▸ **ASSIGNMENT**
From the text about the Lesbians vs Zombies anthology, reproduce word for word the passage that opens with "There are plenty" and closes with "a real buzz-kill.".

▸ **TEXT PROVIDED**
• • • •

I adore anything different. Amber Green conceived the idea for this bizarre anthology of work, not having any idea what she was opening herself to.
A varied array of writers jumped at the opportunity to be a part of this collection.
Writing a story about lesbians, zombies, music, and college, isn't as easy as I thought it would be, but don't we all love a challenge?
My story, "The Zombie with Flowers in Her Hair" and Amber's "Dead Kitties Don't Purr" are already available.
There are plenty more works by several authors still to come.
My brief point is, don't be afraid to stretch yourself, to let your imagination take over and lead you where it will. You never know what you're capable of until you try.
KB Cutter's offering in the Lesbians vs Zombies: The Musical Revue anthology was released today by Noble Romance Publishing.
A Zombie Apocalypse can be a real buzz-kill.
The jolly Captain Morgan and I, best mates, we were; however, the buccaneer was playing mischief with my sea legs. I stood with said legs slightly apart, swaying as if the bar’s floor were the wooden deck planks of a pirate sloop.

• • • •

Saved entries
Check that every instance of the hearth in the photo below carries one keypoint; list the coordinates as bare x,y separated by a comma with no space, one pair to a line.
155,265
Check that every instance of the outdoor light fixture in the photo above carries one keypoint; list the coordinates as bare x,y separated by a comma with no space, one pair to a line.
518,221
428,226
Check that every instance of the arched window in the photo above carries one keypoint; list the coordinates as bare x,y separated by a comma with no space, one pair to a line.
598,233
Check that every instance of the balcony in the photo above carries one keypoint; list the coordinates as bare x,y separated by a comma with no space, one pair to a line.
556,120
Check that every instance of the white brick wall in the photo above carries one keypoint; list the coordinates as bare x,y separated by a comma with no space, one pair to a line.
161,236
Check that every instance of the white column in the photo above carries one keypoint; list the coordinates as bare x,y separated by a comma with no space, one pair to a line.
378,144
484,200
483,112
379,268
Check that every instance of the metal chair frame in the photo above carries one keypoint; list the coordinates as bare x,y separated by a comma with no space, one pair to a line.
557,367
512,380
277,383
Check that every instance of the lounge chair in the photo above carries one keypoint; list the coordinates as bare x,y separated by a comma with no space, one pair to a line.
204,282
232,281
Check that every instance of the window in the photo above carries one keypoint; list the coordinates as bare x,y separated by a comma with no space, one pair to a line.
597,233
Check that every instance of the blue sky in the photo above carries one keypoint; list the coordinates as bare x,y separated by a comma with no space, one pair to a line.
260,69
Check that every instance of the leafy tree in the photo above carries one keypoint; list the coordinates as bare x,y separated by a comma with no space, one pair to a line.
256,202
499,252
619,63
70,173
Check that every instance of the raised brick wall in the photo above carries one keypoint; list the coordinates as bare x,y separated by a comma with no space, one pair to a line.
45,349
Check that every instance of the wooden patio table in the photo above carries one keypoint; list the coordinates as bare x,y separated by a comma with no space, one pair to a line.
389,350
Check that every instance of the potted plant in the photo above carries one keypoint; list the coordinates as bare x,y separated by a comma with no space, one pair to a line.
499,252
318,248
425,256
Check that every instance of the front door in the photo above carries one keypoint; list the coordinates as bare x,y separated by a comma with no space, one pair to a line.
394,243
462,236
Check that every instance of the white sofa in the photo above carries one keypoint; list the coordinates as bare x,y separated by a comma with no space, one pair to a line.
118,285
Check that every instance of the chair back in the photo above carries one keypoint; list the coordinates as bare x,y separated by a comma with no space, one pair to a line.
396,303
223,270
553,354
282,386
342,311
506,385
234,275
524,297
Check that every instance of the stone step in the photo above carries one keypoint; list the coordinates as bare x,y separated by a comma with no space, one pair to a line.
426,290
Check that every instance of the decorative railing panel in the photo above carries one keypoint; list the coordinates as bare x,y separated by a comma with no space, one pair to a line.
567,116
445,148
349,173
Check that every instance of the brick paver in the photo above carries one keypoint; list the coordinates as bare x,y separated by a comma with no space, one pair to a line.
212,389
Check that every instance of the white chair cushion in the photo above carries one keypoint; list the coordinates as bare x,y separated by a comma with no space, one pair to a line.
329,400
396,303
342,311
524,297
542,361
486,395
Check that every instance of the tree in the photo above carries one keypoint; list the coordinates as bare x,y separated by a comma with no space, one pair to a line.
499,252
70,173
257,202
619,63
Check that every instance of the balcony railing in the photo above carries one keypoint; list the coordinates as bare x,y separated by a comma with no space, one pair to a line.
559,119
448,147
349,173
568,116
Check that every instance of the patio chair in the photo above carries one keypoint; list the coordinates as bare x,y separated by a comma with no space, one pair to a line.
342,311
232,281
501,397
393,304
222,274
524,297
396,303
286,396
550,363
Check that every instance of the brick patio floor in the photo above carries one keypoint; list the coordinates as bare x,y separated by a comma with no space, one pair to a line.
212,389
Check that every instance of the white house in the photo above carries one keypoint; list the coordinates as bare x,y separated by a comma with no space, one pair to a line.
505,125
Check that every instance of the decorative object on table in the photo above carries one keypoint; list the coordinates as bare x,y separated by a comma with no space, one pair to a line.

• • • •

▸ **ANSWER TO THIS PROBLEM**
There are plenty more works by several authors still to come.
My brief point is, don't be afraid to stretch yourself, to let your imagination take over and lead you where it will. You never know what you're capable of until you try.
KB Cutter's offering in the Lesbians vs Zombies: The Musical Revue anthology was released today by Noble Romance Publishing.
A Zombie Apocalypse can be a real buzz-kill.